» Información proporcionada:

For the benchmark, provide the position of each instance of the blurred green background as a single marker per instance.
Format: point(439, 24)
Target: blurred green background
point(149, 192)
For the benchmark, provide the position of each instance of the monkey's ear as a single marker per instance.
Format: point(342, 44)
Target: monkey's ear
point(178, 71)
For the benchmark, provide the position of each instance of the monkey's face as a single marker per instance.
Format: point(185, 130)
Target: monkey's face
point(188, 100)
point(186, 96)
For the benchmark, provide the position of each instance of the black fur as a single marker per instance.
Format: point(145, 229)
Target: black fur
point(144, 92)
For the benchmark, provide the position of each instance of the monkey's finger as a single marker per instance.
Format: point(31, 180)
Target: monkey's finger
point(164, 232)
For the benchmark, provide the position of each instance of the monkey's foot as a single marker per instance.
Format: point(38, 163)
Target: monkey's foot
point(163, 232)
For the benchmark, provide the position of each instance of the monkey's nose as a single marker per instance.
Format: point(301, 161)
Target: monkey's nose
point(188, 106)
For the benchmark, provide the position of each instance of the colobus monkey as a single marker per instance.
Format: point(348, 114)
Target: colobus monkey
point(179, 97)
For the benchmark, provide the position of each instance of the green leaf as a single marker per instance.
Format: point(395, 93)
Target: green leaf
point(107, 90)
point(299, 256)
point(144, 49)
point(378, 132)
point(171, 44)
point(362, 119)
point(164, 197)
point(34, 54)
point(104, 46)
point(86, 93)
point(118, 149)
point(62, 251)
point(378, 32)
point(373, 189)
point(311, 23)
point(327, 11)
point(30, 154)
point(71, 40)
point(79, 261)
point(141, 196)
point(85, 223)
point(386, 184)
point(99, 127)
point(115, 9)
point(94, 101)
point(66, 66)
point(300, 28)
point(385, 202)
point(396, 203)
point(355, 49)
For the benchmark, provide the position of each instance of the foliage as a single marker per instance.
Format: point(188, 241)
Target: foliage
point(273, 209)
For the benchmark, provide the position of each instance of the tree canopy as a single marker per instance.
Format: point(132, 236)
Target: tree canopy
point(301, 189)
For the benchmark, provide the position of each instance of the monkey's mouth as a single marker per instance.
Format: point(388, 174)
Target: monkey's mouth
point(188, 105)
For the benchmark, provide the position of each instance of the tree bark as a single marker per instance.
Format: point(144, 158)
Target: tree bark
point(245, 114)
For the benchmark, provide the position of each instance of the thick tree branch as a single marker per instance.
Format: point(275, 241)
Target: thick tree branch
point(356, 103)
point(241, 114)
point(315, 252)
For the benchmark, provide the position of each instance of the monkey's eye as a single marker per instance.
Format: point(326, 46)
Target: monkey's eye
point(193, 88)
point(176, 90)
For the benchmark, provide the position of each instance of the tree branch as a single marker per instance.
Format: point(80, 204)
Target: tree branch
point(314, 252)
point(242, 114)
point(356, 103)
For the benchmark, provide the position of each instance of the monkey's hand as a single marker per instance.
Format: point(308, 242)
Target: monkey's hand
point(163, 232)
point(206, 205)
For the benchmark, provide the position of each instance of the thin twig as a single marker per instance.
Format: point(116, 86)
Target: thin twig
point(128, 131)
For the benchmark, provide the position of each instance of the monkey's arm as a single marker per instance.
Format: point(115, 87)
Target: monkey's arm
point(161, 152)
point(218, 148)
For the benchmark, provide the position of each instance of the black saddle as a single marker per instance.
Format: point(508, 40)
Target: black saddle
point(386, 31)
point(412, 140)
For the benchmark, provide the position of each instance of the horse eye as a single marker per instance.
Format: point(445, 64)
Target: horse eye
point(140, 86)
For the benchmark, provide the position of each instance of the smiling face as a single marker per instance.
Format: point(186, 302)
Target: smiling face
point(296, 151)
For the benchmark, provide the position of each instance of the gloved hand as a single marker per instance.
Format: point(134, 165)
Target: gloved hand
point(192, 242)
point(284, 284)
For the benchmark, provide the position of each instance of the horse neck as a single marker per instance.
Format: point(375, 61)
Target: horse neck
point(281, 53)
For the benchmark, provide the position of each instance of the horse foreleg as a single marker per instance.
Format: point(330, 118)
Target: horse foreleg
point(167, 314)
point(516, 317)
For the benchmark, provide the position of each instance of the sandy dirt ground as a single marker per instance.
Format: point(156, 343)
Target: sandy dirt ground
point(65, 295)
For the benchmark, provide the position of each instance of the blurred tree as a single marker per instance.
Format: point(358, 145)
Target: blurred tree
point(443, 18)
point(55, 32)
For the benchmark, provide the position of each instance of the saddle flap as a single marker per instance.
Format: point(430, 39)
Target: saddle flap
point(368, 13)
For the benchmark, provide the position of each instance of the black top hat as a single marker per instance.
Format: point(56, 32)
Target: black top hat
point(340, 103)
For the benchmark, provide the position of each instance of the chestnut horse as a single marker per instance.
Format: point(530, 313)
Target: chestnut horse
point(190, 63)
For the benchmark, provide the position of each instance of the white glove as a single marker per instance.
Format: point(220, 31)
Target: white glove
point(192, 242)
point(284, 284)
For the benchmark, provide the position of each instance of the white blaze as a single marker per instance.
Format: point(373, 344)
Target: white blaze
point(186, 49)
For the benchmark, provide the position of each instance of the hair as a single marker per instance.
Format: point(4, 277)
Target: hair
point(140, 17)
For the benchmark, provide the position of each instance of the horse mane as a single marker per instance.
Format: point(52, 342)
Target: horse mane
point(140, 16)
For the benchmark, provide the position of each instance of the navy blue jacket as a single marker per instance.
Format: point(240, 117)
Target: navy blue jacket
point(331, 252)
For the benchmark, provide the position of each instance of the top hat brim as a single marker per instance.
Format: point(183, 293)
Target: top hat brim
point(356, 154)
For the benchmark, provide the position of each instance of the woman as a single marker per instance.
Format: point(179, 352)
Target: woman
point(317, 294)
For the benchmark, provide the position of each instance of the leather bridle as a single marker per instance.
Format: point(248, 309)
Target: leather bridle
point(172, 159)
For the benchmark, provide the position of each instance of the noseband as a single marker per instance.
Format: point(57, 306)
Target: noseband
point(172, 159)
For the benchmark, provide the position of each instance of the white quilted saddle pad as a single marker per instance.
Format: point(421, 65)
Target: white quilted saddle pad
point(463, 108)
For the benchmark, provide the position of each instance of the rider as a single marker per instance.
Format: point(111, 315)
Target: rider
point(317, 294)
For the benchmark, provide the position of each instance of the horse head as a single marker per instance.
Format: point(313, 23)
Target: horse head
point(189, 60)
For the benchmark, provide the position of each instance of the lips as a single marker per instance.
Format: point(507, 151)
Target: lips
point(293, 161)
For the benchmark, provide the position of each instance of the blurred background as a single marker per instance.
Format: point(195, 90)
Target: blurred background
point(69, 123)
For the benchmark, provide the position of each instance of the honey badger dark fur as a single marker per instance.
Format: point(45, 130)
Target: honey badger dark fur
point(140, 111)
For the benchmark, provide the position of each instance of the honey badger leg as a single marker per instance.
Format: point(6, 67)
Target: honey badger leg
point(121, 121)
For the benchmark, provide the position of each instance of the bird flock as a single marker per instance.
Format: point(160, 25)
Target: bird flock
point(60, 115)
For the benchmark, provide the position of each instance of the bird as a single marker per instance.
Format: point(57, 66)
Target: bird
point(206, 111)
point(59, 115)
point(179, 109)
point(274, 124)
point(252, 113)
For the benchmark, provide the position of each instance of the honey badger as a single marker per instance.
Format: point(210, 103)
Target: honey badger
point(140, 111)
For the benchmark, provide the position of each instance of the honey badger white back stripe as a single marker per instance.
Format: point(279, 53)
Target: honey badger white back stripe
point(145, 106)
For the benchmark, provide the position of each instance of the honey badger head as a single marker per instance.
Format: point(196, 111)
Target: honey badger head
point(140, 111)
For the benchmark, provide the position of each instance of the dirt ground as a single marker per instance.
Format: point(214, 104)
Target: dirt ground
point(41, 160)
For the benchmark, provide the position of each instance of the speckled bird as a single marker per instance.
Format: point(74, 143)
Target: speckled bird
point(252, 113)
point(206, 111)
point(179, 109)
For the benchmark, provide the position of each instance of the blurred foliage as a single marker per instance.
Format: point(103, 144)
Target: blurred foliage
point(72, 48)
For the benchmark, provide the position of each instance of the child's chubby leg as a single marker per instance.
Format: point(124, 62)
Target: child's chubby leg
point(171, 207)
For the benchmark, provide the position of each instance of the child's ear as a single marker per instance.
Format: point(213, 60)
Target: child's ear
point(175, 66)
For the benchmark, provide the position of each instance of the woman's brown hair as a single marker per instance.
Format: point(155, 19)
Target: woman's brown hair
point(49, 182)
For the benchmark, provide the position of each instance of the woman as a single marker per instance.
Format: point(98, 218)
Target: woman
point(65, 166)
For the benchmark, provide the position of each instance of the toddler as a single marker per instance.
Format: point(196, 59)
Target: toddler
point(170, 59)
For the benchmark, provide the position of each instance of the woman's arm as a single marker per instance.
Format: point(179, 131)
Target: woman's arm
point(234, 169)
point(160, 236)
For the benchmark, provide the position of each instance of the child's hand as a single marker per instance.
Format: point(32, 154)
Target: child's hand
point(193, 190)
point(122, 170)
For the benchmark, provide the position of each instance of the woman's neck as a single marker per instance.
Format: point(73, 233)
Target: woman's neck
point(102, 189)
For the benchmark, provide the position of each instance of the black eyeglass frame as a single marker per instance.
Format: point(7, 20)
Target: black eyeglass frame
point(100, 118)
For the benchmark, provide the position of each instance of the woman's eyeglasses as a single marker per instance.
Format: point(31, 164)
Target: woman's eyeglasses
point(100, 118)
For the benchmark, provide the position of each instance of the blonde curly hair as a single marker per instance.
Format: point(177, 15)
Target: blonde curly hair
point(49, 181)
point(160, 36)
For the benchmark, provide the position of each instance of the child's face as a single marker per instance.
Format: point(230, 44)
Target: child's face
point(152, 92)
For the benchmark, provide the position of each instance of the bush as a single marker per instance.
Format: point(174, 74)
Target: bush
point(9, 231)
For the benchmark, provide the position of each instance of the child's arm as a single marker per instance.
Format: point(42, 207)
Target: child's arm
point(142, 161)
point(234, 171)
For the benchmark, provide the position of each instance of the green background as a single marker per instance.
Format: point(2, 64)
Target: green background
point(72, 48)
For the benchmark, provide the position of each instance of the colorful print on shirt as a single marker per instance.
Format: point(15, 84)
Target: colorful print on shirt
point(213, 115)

» Detalles de tarea:
Transcribe sin cambios las líneas del material desde la que contiene "the green background" hasta el final del material, ambos extremos incluidos.

» Resultado del ejercicio:
For the benchmark, provide the position of each instance of the green background as a single marker per instance.
Format: point(2, 64)
Target: green background
point(72, 48)
For the benchmark, provide the position of each instance of the colorful print on shirt as a single marker per instance.
Format: point(15, 84)
Target: colorful print on shirt
point(213, 115)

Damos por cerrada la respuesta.